§ **WORK TO BE COMPLETED**:
Please extend the write-up on trainable features below, starting after its final sentence.

§ **EXCERPT TO READ**:
START
8.8 KiB
Trainable features
Why to train?
A conventional feature produces an output column from input column using manually specified parameters. For example, a feature computing moving average of the close price has one parameter which the window size. This parameter is specified in the feature configuration and does not depend on anything else. Its value has to be known in advance and is typically taken from experience. If we want to produce a feature equal to the deviation of the current price from the average price, then we need to know this average value. We can manually compute the average price by loading historic prices and then set it in the feature configuration. This configuration value will be then used during evaluation process to compute the deviation.
In contrast to such conventional features, trainable features learn their parameters from the historic data. A set of all such parameters is referred to as a model. A model could be as simple as one number or as complex as a deep nerual network. It is important only that it is found by analyzing historic data and this process is referred to as training. Therefore features which use trained models will be referred to as trainable features or ML-features.
One example of a trainable feature is where the goal is to find average price from historic data. This model will store only one number - average price value. Feature evaluation is based on this model and computes the deviation from average values. In contrast to the previous example where average value has to be known in advance, now the average value is part of the whole procedure: the feature itself knows how to find its model parameters from the historic data before it can use these parameters for generating its output.
Trainable features work in two modes by implementing two types of logic:
- How to find feature parameters by analyzing historic data and generating a model
- How to use feature parameters (model) to generate its output values (predictions)
Advantages of trainable features:
- They allow for finding the best parameters rather than rely on intuition or (educated) guess
- They can be regularly re-computed thus their values correspond the latest history by following the drift
- They can learn much more complex dependencies than manually defined features
Drawbacks of trainable features:
- They need significant amount of historic data which is either not available or the amount is not enough to train complex models (without overfitting)
- Manually defined features frequently represent the view of the traders and the view of domain experts. They are already a compressed knowledge with very informative representation. Such features could be rather difficult to learn automatically
Our approach combines the both worlds: it provides a rich mechanism for defining manually parameterized features and it makes it possible to define features which know how to automatically learn their parameters by applying statistical or machine learning algorithsm.
END
§ **RECORDED INFORMATION**:
START
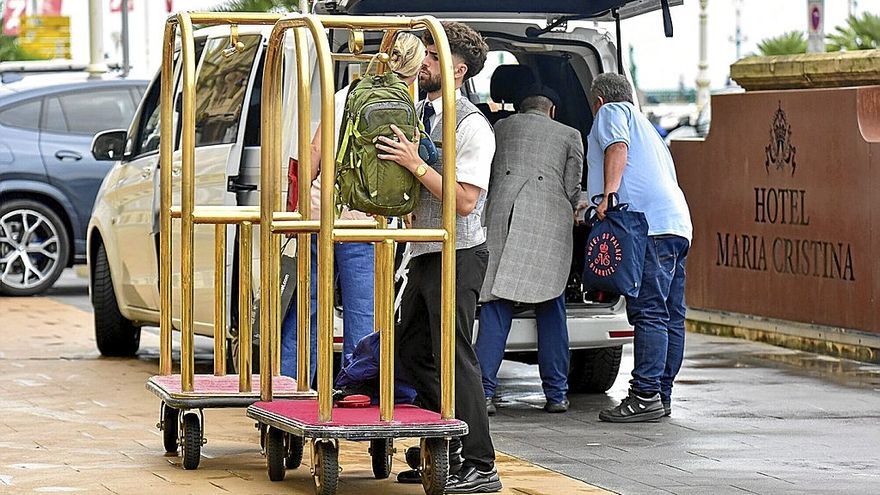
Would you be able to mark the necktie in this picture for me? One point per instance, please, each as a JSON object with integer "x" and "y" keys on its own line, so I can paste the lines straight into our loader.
{"x": 426, "y": 117}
END
§ **RESULT FOR THIS TASK**:
Defining trainable features
Trainable features are represented separately from other features as a list where one item is a dictionary with one feature definition:
"train_feature_sets": [
{...}, // First trainable feature
{...}, // Second trainable feature
{...} // Third trainable feature
]
One feature definition is a dictionary with the following attributes:
{
"generator": "train_features", // This generator is aware of the trainable character of the feature
"columns": [], // Columns used to train and predict. if empty then 'train_features' list is used
"labels": ["bot_2", "top_2"] // Columns used as labels for training
"functions": [
{
"name": "mysvc", "algo": "svc", // Arbitrary name and predefined algorithm type
"params": {"is_scale": true, "length": 0}, // Preprocessing parameters
"train": {"C": 1.0, "gamma": 0.005} // Algorith arguments
}
]
Here is the purpose of the attributes:
generator: It is built-in generator function which knows how to evaluate trainable featurescolumns: It is a list of column names which will be selected and used for training. In case of empty list, columns from thetrain_featureswill be used. This attribute lists all columns (without labels)labels: These column names will be used as true values during training. In case of empty list, columns from thelabelswill be used. This attribute lists all columns used as labelsfunctionsis a list of algorithm descriptions which dictionaries with these attributes:nameis an arbitrary unique name of this algorithm entry. It will be used as a suffix in the predicted columns (along with label name). Thus we know that certain output column was generated by this algorithm (and some label).algois an algorithm type which resolves to certain Python function. Currently there are these algorithm types:svc- Support Vector Machinesnn- Neural Networklc- Linear Classifiergb- Gradient Boosting
paramsprovides parameters for the generator which are used to prepare the train data set:is_scaleif true then all columns will be normalizedlengthis the number of records to use for training. If 0 thentrain_lengthis used. If it is empty then all available data will be used for trainingevery_nth_rowallows us to select a smaller subset for trainingis_regressionif true then the label is supposed to be a numeric value and a regression model is trained
trainis a dictionary of parameters passed to the algorithm
For each entry in the train_feature_sets, the number of generated features is equal to the number of labels.
Each output feature will be named according to this schema: label_algo where label is a value from the list of labels and algo is name of the algorithm in the algo attribute.
In the above example, there will be two features and two output columns: bot_2_mysvc and top_2_mysvc.
The same names are used for the trained models which are stored as files.
Custom trainable features
A new way to define trainable features is compatible with how normal features are defined.
Such feature definitions are placed in feature_sets or train_features sections
but not in train_feature_sets section of the configuration.
It is necessary to provide a custom generator function but this function has to be aware of two modes: train and predict.
It has to check whether it runs in train mode via the global binary train attribute. If it is true then
it has to train its model using the available data and then perform feature evaluation using this newly trained model.
If it runs in predict mode (train attribute is false), then it re-uses the previously trained model.
Here is an example how such a trainable feature is defined if we want to train a model which finds average value which will be then used for finding deviation of current values from it.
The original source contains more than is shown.